Prior to the submission of the Examiner's Report, on February 18, 2009, the Committee initiated the above-captioned adversary proceeding (the "Adversary") by filing a complaint (as amended, the "Complaint"). On October 28, 2009, the Court entered an Order [Docket No. 6347] approving the Debtors' joint plan of reorganization [Docket No. 5808] (the "Plan"). The Plan provided for the creation of a litigation trust (the "Litigation Trust") and vested such trust with certain litigation claims, including the claims that form the basis of the Adversary. As a result, on December 16, 2009, the Court entered an Order [Adv. Docket No. 118] substituting Bettina Whyte as trustee of the Litigation Trust (the "Trustee") for the Committee as the plaintiff in the Adversary.

On March 16, 2009, May 15, 2009 and October 5, 2009, the Court entered Orders granting the Committee standing to prosecute the Adversary. [Docket Nos. 3414 and 4205; Adv. Docket No. 65.]

By the Complaint, the Trustee alleges thirty counts against Thomas L. Kivisto, Gregory C. Wallace, Brent Cooper, Kevin L. Foxx, Alex G. Stallings (collectively, the "Individual Defendants"), and Westback Purchasing Co., LLC ("Westback," and together with the Individual Defendants, the "Defendants") primarily related to the Defendants' involvement with the Debtors' commodities trading, certain interested transactions, and the Debtors' financial and other support of Westback. [See Adv. Docket No. 66.] Generally, the Complaint asserts claims for fraudulent transfer, breach of fiduciary duty, breach of contract, and unjust enrichment. [See id.]

On November 2, 2009, each of the Defendants filed a motion to dismiss the Complaint. The Trustee opposed the motions to dismiss and the Defendants filed replies in support of their motions. On March 3, 2010, the Court heard extensive oral argument on the motions to dismiss and took the matters under advisement.

Following oral argument, on March 29-30, 2010, the Individual Defendants and the Trustee participated in a mediation before the Honorable Nicholas Politan. Thereafter, these parties continued settlement discussions and on June 11, 2010, they reached agreement on the key terms of a settlement, which was subsequently memorialized in the agreement attached as Exhibit A to the Settlement Motion (the "Settlement").

The Court expresses its strong appreciation for Judge Politan's considerable efforts in this matter.

──────────────────────────────

### TASKS TO COMPLETE
1. According to the adversary proceeding excerpt, who presided over the March 2010 mediation between the Individual Defendants and the Trustee?
2. Resume the adversary proceeding excerpt, picking up right after its last sentence.

### Location identification rows

──────────────────────────────

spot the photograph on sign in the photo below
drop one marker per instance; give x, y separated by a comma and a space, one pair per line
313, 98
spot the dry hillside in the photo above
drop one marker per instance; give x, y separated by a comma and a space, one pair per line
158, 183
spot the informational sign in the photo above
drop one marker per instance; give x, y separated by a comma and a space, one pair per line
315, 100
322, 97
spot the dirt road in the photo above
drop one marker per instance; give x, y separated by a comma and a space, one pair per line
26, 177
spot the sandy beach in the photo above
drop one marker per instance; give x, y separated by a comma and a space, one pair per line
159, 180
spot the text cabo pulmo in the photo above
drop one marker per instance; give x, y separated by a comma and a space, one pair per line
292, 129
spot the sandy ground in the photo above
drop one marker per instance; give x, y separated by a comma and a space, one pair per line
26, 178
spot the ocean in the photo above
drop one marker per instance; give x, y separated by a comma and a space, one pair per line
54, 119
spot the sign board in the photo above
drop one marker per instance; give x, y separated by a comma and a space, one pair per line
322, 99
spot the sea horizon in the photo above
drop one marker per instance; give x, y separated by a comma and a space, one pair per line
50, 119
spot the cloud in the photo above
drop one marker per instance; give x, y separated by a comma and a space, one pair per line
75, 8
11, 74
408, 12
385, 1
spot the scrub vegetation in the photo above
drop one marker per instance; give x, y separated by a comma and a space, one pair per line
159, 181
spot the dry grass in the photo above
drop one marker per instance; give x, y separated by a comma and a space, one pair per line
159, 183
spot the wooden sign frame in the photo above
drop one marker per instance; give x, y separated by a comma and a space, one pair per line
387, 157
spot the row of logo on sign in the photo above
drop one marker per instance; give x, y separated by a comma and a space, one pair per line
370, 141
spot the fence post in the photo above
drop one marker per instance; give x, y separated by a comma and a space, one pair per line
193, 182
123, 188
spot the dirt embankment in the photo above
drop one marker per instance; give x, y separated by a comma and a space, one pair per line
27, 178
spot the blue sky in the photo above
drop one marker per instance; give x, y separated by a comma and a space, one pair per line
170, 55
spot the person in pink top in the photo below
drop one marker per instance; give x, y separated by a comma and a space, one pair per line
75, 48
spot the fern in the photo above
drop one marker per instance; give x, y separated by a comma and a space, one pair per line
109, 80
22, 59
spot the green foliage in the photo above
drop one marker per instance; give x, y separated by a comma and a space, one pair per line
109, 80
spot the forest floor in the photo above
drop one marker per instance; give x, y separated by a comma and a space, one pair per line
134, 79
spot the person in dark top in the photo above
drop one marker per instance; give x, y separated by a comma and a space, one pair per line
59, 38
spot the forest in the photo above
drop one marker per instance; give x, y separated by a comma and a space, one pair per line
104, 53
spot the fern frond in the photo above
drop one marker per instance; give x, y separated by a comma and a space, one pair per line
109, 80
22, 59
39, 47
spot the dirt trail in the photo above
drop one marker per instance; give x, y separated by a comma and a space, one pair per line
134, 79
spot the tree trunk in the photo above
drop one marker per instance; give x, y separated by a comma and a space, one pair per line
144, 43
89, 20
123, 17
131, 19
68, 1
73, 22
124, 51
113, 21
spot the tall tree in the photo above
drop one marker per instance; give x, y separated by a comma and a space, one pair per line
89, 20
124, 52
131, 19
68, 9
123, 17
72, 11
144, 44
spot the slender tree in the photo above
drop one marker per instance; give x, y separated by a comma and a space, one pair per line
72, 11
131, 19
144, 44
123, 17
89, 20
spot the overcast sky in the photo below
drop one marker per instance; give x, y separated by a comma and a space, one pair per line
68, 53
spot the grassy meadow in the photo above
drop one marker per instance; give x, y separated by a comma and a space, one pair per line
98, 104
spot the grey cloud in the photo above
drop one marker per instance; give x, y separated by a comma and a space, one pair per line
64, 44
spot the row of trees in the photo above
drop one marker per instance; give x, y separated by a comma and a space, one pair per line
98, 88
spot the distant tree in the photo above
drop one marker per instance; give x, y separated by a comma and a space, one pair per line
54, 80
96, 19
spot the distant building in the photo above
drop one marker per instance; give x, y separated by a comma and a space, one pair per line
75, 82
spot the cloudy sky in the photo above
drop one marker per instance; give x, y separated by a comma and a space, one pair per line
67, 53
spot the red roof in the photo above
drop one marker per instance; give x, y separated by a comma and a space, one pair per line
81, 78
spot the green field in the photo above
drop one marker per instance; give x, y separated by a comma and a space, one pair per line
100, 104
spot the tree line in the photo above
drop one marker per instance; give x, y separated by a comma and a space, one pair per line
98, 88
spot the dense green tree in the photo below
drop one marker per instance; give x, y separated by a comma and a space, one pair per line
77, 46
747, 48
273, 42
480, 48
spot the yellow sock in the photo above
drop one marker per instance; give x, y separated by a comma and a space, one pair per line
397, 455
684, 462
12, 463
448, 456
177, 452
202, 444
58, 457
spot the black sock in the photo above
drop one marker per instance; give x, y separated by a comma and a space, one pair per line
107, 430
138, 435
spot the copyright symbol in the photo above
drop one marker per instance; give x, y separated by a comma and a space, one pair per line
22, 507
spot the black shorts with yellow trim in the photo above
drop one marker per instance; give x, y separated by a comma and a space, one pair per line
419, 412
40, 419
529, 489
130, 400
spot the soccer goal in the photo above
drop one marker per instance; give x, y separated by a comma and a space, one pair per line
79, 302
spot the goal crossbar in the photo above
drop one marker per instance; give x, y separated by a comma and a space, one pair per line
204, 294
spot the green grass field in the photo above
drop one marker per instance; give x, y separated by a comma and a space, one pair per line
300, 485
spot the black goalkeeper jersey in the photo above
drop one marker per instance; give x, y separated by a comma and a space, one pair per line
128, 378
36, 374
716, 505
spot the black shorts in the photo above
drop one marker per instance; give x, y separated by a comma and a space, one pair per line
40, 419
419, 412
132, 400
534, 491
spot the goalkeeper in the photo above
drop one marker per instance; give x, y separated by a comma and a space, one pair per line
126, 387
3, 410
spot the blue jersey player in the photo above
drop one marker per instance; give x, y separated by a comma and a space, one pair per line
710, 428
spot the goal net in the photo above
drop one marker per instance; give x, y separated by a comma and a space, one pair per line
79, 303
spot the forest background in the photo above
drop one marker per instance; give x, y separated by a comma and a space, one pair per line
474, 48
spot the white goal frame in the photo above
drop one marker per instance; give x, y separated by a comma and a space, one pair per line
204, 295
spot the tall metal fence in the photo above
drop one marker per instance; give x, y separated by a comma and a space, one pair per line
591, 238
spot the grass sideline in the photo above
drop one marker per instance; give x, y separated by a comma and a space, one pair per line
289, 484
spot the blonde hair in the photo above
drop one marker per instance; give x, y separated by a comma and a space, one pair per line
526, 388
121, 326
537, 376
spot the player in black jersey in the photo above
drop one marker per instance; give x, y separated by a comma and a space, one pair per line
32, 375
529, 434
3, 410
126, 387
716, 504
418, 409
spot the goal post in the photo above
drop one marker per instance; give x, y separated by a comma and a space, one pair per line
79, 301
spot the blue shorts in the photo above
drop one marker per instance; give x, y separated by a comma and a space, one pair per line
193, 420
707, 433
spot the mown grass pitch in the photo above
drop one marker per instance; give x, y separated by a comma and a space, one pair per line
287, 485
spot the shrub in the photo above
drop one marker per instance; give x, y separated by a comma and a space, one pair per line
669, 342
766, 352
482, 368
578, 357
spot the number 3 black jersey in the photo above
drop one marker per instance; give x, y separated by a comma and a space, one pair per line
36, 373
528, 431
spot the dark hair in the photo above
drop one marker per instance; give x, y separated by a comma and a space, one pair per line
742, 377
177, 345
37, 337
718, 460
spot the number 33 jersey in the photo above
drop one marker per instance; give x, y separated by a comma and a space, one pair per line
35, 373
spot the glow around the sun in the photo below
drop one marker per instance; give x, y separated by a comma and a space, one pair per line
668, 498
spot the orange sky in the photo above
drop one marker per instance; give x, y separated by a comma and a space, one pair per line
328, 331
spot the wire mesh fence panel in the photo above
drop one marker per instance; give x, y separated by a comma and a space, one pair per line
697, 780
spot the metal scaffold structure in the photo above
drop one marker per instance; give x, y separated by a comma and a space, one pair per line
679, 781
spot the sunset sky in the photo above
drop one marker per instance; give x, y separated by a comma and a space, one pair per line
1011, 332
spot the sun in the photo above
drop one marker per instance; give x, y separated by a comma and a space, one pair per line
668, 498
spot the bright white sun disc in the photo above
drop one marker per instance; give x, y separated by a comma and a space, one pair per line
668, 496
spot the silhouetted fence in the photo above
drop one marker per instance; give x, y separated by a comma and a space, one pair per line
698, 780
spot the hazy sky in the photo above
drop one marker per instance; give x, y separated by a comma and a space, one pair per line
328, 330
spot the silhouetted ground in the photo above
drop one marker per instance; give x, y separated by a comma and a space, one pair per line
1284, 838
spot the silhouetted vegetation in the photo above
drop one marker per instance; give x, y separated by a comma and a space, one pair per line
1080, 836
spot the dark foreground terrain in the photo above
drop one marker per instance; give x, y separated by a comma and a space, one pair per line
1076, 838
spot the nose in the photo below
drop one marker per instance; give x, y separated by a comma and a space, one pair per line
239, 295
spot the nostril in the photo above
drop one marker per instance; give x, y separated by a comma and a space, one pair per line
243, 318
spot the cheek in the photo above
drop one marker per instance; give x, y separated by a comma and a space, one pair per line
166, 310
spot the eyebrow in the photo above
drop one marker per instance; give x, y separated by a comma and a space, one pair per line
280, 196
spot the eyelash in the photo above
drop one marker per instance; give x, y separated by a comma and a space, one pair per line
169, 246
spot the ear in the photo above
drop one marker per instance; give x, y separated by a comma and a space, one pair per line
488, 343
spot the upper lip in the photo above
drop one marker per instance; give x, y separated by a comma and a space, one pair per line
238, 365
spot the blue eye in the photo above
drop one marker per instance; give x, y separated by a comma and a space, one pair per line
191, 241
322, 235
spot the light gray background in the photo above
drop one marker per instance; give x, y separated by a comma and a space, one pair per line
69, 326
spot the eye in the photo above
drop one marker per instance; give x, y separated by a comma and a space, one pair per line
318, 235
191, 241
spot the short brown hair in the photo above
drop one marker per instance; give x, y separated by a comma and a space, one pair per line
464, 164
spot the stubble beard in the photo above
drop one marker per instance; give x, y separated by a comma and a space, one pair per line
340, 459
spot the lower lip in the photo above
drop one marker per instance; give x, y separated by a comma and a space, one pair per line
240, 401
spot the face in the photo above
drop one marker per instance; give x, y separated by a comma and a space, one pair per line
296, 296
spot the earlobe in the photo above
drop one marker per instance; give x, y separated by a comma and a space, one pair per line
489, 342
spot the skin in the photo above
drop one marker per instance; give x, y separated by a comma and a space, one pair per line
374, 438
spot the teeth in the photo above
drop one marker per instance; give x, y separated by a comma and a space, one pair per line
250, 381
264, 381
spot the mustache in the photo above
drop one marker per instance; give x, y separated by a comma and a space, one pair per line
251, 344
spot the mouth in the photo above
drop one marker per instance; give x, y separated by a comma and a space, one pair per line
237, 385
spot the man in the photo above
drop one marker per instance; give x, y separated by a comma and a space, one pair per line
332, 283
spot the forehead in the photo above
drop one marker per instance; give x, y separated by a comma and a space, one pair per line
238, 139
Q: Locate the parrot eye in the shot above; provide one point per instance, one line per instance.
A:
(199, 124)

──────────────────────────────

### EXPECTED RESPONSES
1. The Honorable Nicholas Politan.

2.
The Settlement is intended to fully and finally resolve all potential or actual claims and disputes between the Individual Defendants and the Trustee (together, the "Settling Parties") related to the facts and circumstances underlying the Complaint. Generally, the Settlement provides that the Individual Defendants will cause $30 million to be paid to the Litigation Trust from the Individual Defendants' director and officer insurance policies and the Settling Parties will agree to mutual releases. In addition, the Settlement is conditioned upon the entry of an order of this Court approving the Settlement, partially lifting the automatic stay, and approving a contribution bar (the "Contribution Bar") that would discharge the Individual Defendants from all liability to any other person for contribution or indemnity relating to the released claims.

PWC is the only party with an unresolved objection to the Settlement Motion. By its Objection, PWC argues that the Contribution Bar does not comport with due process principles and may affect PWC's ability to seek contribution from the Individual Defendants in the event that PWC is found liable in separate litigation between PWC and the Trustee currently pending in Oklahoma federal court (the "Oklahoma Litigation"). PWC contends that the Contribution Bar should not be approved because it would or could operate to extinguish the rights of entities who are not parties to the Adversary and who were not involved in negotiating the Settlement.

The Settling Parties disagree and argue that PWC has been afforded sufficient due process through its participation in this proceeding. Moreover, argue the Settling Parties, due process is not an issue because the Contribution Bar does not deprive PWC of any rights. The Settling Parties contend that pursuant to Oklahoma law, PWC could not maintain a direct contribution claim against the Individual Defendants, but would be limited to seeking setoff or judgment reduction for the $30 million to be paid pursuant to the Settlement. As the Settlement contains a provision preserving any state law setoff or judgment reduction rights of potential contribution claimants, the Settlement does not appear to deprive PWC of any material contribution-related rights. Accordingly, due process issues do not arise and the Settlement should be approved.

II. JURISDICTION

The Court has jurisdiction over this matter pursuant to 28 U.S.C. §§ 1334 and 157(a) and (b)(1). Venue is proper in this Court pursuant to 28 U.S.C. §§ 1408 and 1409. Consideration of this matter constitutes a "core proceeding" under 28 U.S.C. § 157(b)(2)(A) and (G).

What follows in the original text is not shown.